Excerpt provided:
The nature of this stepping is described in several texts; taken together they create the impression of energetic exertions far removed from the stately and refined dances of the court. The Puritan, Northbrooke, in his Treatise against Dicing, Dancing etc., (1577) says it is ‘a hell to see, howe they will swing, leape and turne when the pypers and crowders begin to play” and his confederate Stubbes adds “some have broke their legs with skipping, leaping, turning and vawting”. Meanwhile Shakespeare (in A
Winter’s Tale, IV, iii) has a group of herdsman whose ‘dance is a gallimaufry of gambols”. From the poet Keats’s description of dancing he saw in Ireby in Cumberland two hundred years later, one gets the impression that not much had changed regarding style of performance:
“They kickit and jumpit with mettle extraordinary, and whiskit and friskit, and toed it and goed it, and twirl’d it and whirl’d it, and stamped it and sweated it, tattooing the floor like mad …” (Keats, 1818; quoted in Ward, 1990)
The only direct description I have traced of a hornpipe step from this era is in Robert Greene’s James IV, (1592), in which the clown Slipper says ‘one hornpipe further, a refluence [reverence?] backe, and two doubles forward; What, not one crosse-point against Sundays?’ and though I presume that this is in some way a description of a hornpipe step, it is not easy to see how it relates to any music we have. In fact, Thomas Morley, having described the Pavan and Galliard, Almain, Courante and French brawls, says that “knowing these the rest [the “Hornpipes, jigs, and infinite more”] cannot but be understood as being one with some of these which I have already told you”, a remark which seems to justify looking at the steps for dances which seem related. Judging by Morlaye’s tune these would be the Galliard and the Bransle Gay. According to Arbeau (L’Orchesographie, 1589) the Branle Gay is danced with a pied en l’air for each of the first three crotchets of a 6/4 bar, with the fourth crotchet having a further pied en l’air followed by a pause. Thus, the step always begins on the same foot, and requires great agility to do at any speed. The Galliard is similar, except that it fills the pause with a jump and a posture, where the weight is carried by both feet, thus allowing a reprise from the other foot. It is also done plus haut et plus virilement. Both these steps are to 6/4 type rhythms. That this is related to the hornpipe is borne out by John Hawkins (Hawkins, 1776) who speaks of the hornpipe’s ‘six crotchets in a bar four whereof are to be beat with a down and two with an up hand”.

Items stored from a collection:
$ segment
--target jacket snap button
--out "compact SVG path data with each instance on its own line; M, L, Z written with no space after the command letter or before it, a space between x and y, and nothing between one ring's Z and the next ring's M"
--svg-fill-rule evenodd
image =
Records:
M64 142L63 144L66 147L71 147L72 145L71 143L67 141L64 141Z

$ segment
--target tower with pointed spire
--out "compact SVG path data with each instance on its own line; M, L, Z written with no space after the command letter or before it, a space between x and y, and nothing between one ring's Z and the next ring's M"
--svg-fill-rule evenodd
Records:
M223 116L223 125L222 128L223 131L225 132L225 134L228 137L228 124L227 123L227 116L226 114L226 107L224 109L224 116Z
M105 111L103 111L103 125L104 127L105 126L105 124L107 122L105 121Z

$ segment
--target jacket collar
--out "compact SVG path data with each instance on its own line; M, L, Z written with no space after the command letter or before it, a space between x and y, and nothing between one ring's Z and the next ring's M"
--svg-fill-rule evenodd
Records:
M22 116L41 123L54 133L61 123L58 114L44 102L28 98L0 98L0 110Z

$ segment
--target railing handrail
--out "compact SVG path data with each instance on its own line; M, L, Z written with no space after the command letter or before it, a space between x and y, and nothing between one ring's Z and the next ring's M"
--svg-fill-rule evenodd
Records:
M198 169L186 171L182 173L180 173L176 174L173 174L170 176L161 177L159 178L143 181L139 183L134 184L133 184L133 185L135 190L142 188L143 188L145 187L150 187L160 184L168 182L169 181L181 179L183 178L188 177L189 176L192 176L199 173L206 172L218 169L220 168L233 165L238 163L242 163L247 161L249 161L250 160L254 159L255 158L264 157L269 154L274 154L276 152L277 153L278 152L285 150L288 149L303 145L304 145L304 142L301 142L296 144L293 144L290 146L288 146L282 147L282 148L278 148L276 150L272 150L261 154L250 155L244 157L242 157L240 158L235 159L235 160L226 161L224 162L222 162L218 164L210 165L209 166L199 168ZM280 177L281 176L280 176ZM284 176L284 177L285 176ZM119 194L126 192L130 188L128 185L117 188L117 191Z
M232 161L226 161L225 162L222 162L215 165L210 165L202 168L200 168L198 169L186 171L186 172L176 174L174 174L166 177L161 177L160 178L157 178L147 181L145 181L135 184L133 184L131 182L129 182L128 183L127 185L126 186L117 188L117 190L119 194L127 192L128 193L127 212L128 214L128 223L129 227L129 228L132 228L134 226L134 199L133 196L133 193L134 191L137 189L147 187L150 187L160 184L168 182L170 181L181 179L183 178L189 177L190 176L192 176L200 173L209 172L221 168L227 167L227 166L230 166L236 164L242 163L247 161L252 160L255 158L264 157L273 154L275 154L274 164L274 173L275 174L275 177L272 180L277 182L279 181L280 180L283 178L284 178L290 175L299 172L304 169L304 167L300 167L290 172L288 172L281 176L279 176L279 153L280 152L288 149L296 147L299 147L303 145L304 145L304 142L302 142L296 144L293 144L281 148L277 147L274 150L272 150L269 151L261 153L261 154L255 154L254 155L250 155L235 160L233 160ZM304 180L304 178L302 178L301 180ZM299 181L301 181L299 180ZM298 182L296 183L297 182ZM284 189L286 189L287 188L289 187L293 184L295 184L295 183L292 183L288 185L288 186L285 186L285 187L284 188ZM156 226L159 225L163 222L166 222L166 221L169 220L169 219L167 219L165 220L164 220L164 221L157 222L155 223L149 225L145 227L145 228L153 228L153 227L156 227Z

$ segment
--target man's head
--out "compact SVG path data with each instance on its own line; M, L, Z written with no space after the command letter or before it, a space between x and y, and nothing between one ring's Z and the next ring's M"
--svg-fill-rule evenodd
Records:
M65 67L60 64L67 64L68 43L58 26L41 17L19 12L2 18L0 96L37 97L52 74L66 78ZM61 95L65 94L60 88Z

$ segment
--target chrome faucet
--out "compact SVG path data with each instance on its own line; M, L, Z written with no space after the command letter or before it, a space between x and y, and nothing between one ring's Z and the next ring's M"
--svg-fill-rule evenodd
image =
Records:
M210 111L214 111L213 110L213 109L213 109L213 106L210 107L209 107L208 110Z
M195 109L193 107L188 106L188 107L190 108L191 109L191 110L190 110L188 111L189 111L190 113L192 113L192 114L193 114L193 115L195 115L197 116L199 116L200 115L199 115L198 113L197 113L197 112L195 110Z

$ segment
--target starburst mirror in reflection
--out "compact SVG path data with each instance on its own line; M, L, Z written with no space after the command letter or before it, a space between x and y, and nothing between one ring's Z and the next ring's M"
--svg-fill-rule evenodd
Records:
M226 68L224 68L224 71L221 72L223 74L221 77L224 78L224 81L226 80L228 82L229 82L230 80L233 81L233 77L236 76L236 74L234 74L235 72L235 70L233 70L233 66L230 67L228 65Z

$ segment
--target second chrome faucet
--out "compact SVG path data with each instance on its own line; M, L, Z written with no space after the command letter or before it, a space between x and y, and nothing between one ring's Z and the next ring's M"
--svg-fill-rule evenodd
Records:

Your goal:
Pick up the passage on early hornpipe dancing and carry it forward from its final sentence.

Result of this task:
To happily dance such a step in 3/2 it seems necessary to shift the jump to the fifth crotchet, a suggestion that seems to confirm Roderick Cannon’s suggestion to me that the hornpipe should be seen as a ’syncopated jig’, that is to say a jig with the bar-line moved one crotchet to the left. This easily falls into the standard ‘rant’ with two extra steps added, or more simply, LR LR Lhop. This relates closely to the suggestions made by John Offord (Offord, 1985). Solo stepping interludes, as described in Wallys’s poem, might involve the kind of ‘shuffle’ used in hornpipe steps today, with special features introduced to augment the ‘hop’ such as ‘gambolds’, whatever they might be which might, as suggeted above, include ‘tumbling’, or even ‘head over heels’.
After the Restoration the hornpipe seems to have caught the imagination of dancing-masters, including visiting ones from the Continent. They encouraged their pupils to give demonstrations of the elaborated steps that they devised at the dances they organized, as a means of marketing the services they were offering; the result was the display dance that is mentioned increasingly towards the end of the 17th century to be seen in music-booths at fairs and at interludes in theatrical performances, danced by professionals often with high levels of skill, ‘to the admiration of all’. Indeed, some actors became renowned for particular dances; George Daniel in his Merrie England in the olden time mentions in particular the actor Doggett who was probably responsible for the popularity of the Cheshire Rounds. The social dances that were set to 3/2 tunes and which appear in considerable numbers in the first half of the 18th century, were all of the ‘longways for as many as will’ type, where, if the ‘hornpipe step’ were called for, it would be a simple ‘double step’ or combination of singles and a double. At the same time elaborate dances which included ‘hornpipes’, based on French baroque styles were devised, chiefly for court balls and birthday celebrations.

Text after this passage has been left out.